Stated exercise. Output the lines that follow exactly as they are.

(Labeled-object pointing entries)
========================
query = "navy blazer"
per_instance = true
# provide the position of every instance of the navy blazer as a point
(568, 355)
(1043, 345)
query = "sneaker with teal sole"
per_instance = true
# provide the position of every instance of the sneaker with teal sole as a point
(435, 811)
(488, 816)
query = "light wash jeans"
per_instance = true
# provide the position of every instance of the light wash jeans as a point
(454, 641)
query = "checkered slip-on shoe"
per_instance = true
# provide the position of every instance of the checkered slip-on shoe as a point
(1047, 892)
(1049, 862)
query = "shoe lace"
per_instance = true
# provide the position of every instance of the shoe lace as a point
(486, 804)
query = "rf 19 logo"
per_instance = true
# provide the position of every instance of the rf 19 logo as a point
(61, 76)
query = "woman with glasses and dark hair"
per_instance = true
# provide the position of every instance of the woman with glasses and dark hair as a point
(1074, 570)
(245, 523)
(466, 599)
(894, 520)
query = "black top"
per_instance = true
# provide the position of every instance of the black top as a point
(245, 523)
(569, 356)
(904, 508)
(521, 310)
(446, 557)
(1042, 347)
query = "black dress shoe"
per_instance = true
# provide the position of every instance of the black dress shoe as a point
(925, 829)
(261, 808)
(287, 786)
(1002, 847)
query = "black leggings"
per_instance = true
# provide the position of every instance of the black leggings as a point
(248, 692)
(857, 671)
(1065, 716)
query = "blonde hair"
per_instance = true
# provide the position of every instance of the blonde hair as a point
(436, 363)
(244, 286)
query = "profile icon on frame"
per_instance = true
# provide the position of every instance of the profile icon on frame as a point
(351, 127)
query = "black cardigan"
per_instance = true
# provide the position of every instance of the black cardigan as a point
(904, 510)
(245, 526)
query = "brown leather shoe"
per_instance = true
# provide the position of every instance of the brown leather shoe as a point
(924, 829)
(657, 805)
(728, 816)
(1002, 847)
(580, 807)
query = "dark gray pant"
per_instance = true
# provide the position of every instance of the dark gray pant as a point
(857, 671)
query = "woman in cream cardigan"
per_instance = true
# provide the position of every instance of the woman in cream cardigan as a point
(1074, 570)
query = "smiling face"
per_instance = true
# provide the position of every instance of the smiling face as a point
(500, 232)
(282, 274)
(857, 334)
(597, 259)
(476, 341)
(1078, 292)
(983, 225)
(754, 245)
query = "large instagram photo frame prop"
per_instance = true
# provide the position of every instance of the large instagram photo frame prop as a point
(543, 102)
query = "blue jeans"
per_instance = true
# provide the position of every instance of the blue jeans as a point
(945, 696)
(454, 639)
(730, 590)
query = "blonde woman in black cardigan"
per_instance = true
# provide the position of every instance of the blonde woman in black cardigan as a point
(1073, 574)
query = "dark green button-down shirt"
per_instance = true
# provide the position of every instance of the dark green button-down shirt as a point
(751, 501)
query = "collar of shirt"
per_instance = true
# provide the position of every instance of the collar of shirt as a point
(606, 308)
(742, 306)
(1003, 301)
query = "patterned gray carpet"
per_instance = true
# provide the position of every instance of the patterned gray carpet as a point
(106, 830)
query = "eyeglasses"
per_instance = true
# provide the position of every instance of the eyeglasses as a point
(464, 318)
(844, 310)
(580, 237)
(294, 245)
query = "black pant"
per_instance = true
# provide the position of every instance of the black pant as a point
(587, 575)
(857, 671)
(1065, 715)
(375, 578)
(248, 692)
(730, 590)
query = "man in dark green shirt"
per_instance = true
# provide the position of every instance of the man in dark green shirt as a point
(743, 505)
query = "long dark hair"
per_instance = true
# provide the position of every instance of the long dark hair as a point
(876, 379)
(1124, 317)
========================
Written answer.
query = "navy blazer"
per_instance = true
# provide the position of every instance of the navy blazer as a point
(568, 355)
(1043, 345)
query = "sneaker with teal sole"
per_instance = true
# provide the position of every instance of the sneaker with teal sole as a point
(435, 811)
(488, 816)
query = "light wash jeans"
per_instance = true
# provide the position of every instance of the light wash jeans as a point
(454, 641)
query = "checkered slip-on shoe"
per_instance = true
# provide the position of every instance of the checkered slip-on shoe as a point
(1047, 892)
(1049, 862)
query = "shoe lace"
per_instance = true
# provide the position of every instance of the shoe lace as a point
(486, 804)
query = "rf 19 logo"
per_instance = true
# provide the position of every instance of the rf 19 logo as a point
(61, 76)
query = "woman with glasses and dark hair"
per_instance = true
# provide the position of every instance of the woman with glasses and dark hair as a point
(1074, 570)
(245, 523)
(466, 599)
(894, 520)
query = "black top"
per_instance = true
# provide the position of every instance of the black top as a point
(245, 523)
(569, 356)
(904, 508)
(521, 310)
(446, 557)
(1042, 347)
query = "black dress shoe"
per_instance = true
# provide the position of every instance of the black dress shoe as a point
(925, 829)
(261, 808)
(287, 786)
(1002, 847)
query = "black leggings"
per_instance = true
# provide the position of every instance of the black leggings as a point
(248, 692)
(857, 671)
(1065, 716)
query = "blonde hair"
per_instance = true
# provide the position of every instance of the blonde hair as a point
(436, 363)
(244, 286)
query = "profile icon on frame"
per_instance = true
# provide the position of every instance of the profile icon on frame as a point
(351, 127)
query = "black cardigan"
per_instance = true
# provide the position of every instance of the black cardigan as a point
(904, 510)
(245, 526)
query = "brown leather shoe"
per_instance = true
# provide the position of every instance of the brown leather shoe as a point
(924, 829)
(657, 805)
(728, 816)
(1002, 847)
(580, 807)
query = "dark gray pant"
per_instance = true
# provide the position of every instance of the dark gray pant as a point
(857, 671)
query = "woman in cream cardigan"
per_instance = true
# provide the position of every instance of the woman in cream cardigan as a point
(1074, 570)
query = "smiling face"
per_instance = true
# provide the position of every instance of the smiling face as a point
(500, 232)
(282, 274)
(857, 334)
(597, 259)
(476, 341)
(1078, 292)
(983, 225)
(754, 245)
query = "large instagram photo frame prop"
per_instance = true
# provide the position of every instance of the large instagram photo frame prop as a point
(543, 102)
query = "blue jeans"
per_instance = true
# provide the position of every instance of the blue jeans as a point
(945, 696)
(454, 639)
(730, 590)
query = "blonde woman in black cardigan"
per_instance = true
# provide the position of every instance of the blonde woman in black cardigan as a point
(1073, 574)
query = "dark green button-down shirt"
per_instance = true
# provide the position of every instance of the dark green button-down shirt as a point
(751, 501)
query = "collar of shirt"
per_instance = true
# provide the position of every instance of the collar of shirt as a point
(606, 308)
(742, 306)
(1003, 301)
query = "patterned gray carpet"
per_instance = true
# provide the position of every instance of the patterned gray carpet as a point
(106, 830)
query = "eyeglasses"
per_instance = true
# provide the position of every instance of the eyeglasses as a point
(464, 318)
(844, 310)
(580, 237)
(294, 245)
query = "black pant"
per_instance = true
# provide the position of every instance of the black pant as a point
(587, 575)
(857, 671)
(1065, 715)
(375, 578)
(248, 692)
(730, 590)
query = "man in dark green shirt"
per_instance = true
# provide the position of every instance of the man in dark green shirt as a point
(743, 505)
query = "long dark hair"
per_instance = true
# provide the position of every instance of the long dark hair as a point
(876, 379)
(1124, 317)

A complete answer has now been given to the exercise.